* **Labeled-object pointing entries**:
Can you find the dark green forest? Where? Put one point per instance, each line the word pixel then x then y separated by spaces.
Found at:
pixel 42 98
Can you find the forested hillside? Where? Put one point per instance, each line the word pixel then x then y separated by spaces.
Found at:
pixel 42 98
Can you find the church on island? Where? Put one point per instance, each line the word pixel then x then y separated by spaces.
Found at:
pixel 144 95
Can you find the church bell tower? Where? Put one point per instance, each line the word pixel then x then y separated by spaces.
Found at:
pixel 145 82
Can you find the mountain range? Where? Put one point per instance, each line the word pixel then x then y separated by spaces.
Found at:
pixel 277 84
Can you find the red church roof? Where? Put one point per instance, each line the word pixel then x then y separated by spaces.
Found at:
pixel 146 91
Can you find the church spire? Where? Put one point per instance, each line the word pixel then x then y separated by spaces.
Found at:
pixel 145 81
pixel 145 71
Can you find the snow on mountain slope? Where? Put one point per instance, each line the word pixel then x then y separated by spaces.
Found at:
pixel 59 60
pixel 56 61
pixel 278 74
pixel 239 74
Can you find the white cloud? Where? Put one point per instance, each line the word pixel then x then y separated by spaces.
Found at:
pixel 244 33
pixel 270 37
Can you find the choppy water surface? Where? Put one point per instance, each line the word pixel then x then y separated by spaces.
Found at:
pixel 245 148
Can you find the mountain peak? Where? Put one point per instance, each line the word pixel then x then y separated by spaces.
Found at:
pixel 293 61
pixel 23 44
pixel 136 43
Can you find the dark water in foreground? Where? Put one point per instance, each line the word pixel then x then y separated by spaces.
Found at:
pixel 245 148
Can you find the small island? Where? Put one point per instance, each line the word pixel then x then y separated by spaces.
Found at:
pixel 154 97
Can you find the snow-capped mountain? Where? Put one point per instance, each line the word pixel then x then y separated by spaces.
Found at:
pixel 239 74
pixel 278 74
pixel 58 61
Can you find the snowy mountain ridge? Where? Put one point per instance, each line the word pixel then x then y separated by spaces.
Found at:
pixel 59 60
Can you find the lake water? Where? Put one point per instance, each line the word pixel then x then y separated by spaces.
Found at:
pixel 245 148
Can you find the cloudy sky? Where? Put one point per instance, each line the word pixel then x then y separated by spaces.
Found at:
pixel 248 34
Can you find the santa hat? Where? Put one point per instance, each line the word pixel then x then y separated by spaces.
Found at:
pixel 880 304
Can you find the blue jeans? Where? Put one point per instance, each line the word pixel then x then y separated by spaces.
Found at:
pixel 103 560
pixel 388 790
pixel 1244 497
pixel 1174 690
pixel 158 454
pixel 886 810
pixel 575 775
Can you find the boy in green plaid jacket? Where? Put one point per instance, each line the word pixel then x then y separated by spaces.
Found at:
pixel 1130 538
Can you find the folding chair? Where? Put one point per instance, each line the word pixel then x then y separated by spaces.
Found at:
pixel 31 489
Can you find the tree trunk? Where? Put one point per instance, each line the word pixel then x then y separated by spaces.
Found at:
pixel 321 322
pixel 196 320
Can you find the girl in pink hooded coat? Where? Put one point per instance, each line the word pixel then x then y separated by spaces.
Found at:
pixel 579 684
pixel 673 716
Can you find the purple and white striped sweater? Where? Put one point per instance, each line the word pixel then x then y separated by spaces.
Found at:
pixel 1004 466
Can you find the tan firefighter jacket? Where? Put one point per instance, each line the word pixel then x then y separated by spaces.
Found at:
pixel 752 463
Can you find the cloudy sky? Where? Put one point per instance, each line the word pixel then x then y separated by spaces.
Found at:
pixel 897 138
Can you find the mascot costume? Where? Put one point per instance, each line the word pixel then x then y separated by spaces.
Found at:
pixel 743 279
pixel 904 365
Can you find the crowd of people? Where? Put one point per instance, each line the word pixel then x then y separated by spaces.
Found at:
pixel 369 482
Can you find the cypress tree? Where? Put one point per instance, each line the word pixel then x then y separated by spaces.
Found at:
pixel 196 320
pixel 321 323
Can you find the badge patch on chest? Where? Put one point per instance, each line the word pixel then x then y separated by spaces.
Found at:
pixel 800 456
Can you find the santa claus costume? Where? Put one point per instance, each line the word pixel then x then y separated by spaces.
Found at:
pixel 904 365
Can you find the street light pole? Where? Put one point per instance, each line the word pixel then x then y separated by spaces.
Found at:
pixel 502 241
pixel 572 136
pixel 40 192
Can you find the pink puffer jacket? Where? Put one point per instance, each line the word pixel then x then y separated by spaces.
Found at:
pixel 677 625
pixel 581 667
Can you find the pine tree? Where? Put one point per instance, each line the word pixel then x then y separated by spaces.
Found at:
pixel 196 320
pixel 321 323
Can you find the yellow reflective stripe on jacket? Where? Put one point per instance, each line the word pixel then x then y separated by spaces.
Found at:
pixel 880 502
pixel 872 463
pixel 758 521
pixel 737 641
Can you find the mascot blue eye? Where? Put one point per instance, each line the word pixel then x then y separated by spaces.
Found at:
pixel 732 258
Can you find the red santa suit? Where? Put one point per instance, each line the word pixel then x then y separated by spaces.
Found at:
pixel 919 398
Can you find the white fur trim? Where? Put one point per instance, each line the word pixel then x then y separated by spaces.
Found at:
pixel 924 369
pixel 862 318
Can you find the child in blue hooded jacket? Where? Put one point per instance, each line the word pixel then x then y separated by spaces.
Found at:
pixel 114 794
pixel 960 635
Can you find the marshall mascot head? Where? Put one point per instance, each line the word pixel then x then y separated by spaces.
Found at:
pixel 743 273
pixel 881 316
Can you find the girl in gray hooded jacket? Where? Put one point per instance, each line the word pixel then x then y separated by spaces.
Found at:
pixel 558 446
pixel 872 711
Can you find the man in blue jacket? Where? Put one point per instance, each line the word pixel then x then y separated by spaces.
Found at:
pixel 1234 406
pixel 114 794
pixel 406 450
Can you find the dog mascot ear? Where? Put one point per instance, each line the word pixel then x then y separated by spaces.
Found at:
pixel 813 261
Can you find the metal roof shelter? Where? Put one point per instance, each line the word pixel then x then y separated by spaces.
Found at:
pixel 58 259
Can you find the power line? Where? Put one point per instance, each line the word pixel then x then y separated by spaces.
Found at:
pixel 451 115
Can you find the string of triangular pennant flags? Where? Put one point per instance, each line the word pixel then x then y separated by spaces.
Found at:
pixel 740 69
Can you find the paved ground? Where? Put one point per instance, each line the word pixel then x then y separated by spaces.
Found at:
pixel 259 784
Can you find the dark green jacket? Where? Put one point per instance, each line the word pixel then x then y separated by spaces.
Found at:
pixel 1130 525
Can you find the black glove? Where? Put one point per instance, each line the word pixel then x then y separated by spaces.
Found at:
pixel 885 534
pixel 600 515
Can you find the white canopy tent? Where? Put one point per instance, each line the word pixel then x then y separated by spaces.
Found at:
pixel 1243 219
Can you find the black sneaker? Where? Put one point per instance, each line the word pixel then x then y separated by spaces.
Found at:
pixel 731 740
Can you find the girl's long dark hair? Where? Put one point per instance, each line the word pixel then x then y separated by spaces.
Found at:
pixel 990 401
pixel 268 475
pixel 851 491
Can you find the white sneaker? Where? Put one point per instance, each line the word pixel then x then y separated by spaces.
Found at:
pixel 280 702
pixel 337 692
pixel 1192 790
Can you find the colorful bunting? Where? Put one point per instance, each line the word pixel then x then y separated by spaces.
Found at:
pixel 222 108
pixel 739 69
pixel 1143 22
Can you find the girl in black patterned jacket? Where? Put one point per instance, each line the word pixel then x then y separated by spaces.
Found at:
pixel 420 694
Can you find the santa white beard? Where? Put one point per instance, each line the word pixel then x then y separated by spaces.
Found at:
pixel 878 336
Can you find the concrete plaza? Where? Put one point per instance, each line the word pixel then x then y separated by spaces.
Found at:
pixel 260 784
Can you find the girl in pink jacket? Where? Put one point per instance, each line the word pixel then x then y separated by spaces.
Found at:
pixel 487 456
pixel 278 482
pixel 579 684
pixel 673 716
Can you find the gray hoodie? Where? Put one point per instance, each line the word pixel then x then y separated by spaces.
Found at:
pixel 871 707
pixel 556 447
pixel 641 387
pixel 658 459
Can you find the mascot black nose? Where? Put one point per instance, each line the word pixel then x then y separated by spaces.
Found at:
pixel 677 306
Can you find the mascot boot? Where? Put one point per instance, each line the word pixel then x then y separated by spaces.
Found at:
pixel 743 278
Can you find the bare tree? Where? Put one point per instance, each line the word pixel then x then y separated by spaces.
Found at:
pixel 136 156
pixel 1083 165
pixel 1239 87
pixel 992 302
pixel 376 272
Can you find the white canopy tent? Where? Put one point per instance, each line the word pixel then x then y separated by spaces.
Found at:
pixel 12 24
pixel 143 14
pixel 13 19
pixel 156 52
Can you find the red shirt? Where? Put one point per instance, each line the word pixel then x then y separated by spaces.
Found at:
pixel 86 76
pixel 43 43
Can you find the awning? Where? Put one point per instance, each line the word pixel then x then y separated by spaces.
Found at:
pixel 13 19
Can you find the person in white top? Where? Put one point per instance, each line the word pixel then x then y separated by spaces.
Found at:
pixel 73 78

* **EXERCISE GOAL**: Recast the material as a Markdown table with the columns Row and Line, covering only the lines from the line with "Can you find the colorful" up to and including the line with "pixel 260 784". Number each line in the Row column, and leave out blank lines.

* **TASK SOLUTION**:
| Row | Line |
|---|---|
| 1 | Can you find the colorful bunting? Where? Put one point per instance, each line the word pixel then x then y separated by spaces. |
| 2 | Found at: |
| 3 | pixel 222 108 |
| 4 | pixel 739 69 |
| 5 | pixel 1143 22 |
| 6 | Can you find the girl in black patterned jacket? Where? Put one point per instance, each line the word pixel then x then y separated by spaces. |
| 7 | Found at: |
| 8 | pixel 420 694 |
| 9 | Can you find the santa white beard? Where? Put one point per instance, each line the word pixel then x then y separated by spaces. |
| 10 | Found at: |
| 11 | pixel 878 336 |
| 12 | Can you find the concrete plaza? Where? Put one point per instance, each line the word pixel then x then y separated by spaces. |
| 13 | Found at: |
| 14 | pixel 260 784 |